# EXERCISE BRIEF
Produce word for word the lines of the data below running from the one that has "the dry soil" to the one that has "of the index", inclusive, and no others.

════

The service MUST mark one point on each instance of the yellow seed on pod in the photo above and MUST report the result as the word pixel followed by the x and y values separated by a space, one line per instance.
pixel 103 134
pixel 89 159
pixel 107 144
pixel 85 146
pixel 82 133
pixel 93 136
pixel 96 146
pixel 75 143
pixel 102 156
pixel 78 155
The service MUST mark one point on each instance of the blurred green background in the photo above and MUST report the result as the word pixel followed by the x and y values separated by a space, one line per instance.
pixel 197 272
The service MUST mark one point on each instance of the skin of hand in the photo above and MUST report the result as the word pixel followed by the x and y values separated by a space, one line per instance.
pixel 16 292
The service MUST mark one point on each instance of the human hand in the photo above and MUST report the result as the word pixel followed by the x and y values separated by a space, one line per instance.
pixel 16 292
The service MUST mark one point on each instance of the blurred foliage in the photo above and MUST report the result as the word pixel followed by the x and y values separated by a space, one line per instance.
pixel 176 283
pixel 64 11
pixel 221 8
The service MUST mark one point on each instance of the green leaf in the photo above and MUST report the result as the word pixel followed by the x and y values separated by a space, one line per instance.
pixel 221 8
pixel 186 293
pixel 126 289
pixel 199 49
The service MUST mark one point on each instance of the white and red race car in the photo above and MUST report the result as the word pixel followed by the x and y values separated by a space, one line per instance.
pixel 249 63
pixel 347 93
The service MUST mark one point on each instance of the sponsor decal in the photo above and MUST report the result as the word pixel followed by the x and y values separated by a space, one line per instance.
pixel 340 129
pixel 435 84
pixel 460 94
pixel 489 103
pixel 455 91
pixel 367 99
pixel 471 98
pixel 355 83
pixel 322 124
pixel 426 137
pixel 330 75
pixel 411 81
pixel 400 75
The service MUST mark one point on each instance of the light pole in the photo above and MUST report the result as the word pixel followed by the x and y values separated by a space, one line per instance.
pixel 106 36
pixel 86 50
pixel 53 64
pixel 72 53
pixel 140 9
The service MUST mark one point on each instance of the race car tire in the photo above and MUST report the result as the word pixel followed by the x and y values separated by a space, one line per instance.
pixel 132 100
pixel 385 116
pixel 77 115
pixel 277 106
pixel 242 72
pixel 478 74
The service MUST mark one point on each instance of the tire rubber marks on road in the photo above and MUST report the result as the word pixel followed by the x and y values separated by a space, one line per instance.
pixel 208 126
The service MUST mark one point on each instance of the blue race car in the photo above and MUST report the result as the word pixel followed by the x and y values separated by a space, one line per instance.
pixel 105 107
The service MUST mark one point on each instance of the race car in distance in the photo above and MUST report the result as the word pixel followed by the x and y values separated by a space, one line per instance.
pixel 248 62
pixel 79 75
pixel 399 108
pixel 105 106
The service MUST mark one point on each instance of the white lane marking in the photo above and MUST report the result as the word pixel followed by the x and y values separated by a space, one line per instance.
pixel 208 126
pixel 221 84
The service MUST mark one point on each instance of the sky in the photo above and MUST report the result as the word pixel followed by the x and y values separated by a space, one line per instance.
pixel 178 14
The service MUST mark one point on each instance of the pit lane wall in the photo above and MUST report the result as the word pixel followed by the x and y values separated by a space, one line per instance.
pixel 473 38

════

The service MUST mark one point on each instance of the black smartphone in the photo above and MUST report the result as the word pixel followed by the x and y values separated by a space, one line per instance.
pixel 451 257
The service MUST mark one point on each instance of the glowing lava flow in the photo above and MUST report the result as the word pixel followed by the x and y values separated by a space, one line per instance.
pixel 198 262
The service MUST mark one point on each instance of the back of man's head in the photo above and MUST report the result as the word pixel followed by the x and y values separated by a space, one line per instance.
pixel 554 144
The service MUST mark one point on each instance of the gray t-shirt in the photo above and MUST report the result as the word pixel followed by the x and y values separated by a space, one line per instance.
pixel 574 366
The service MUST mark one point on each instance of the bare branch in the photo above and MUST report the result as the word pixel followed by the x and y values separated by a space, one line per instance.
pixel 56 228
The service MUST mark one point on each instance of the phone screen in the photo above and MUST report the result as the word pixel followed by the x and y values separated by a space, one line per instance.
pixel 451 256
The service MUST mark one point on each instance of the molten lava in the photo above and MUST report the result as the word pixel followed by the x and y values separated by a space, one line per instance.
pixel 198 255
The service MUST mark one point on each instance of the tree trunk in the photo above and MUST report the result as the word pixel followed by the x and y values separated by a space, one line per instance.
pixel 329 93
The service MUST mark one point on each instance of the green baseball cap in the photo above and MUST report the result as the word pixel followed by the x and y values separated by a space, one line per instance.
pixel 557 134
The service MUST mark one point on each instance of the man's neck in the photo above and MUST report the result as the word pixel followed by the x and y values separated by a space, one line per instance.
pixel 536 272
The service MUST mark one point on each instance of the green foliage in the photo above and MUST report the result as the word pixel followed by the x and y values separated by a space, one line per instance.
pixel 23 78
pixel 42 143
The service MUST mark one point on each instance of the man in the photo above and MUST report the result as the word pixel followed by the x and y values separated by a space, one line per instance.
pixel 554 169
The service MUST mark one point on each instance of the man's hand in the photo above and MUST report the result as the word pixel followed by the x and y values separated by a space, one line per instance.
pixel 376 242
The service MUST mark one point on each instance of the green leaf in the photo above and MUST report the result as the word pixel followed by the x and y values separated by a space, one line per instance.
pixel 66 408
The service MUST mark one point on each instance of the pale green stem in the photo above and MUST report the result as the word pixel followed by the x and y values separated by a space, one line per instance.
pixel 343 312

════

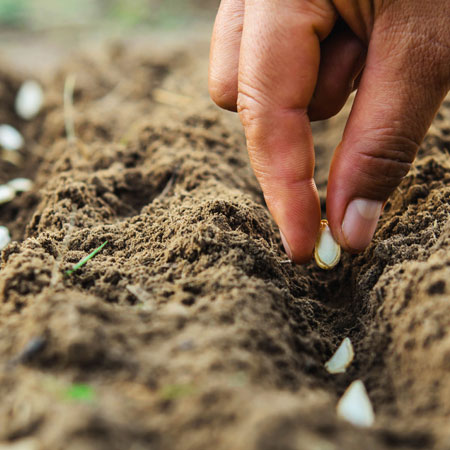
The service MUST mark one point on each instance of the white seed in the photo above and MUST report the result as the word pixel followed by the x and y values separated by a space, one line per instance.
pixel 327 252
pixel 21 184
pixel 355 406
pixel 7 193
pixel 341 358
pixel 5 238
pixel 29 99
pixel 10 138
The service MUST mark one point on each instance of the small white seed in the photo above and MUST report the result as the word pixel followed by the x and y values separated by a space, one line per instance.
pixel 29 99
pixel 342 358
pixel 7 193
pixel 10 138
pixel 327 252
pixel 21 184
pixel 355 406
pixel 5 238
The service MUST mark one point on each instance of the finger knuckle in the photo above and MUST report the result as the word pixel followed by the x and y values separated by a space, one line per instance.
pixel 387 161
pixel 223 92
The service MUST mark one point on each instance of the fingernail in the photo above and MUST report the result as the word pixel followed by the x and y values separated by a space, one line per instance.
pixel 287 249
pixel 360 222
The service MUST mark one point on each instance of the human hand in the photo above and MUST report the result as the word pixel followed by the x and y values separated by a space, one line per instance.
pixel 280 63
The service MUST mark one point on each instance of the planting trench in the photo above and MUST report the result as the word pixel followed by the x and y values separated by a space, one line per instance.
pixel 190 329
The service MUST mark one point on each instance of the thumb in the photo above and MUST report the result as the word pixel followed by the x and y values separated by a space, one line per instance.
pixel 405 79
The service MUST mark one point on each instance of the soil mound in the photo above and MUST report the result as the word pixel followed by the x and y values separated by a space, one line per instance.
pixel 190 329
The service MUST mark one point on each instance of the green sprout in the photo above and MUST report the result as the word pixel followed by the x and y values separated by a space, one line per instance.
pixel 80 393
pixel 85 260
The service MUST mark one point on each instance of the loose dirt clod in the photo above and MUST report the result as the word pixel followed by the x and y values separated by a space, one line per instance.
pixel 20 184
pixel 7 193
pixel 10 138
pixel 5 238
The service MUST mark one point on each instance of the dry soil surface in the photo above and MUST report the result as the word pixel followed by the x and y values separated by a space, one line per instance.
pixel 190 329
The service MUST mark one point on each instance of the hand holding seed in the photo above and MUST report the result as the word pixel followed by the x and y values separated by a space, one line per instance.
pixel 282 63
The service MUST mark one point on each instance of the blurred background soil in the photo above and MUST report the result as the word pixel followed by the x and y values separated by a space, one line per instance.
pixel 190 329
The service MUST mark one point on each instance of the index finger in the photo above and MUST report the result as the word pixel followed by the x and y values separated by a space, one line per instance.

════

# EXERCISE ANSWER
The service MUST mark one point on each instance of the dry soil surface in the photo above and MUST report the result as the word pixel followed by the x and y values separated by a space, one line per instance.
pixel 190 329
The service MUST mark one point on each instance of the hand holding seed in the photo above and MUST report the result as the word pixel followed by the x and y values separated by a space, one line per instance.
pixel 282 63
The service MUST mark one point on each instance of the blurred background soil in the photo above and MUST report the result as the word pixel followed by the x and y values separated by a space, one line per instance.
pixel 190 329
The service MUST mark one point on each instance of the index finger in the photo above and MUST report the result as the word pixel followed by the x and y values separated by a space, one line per instance.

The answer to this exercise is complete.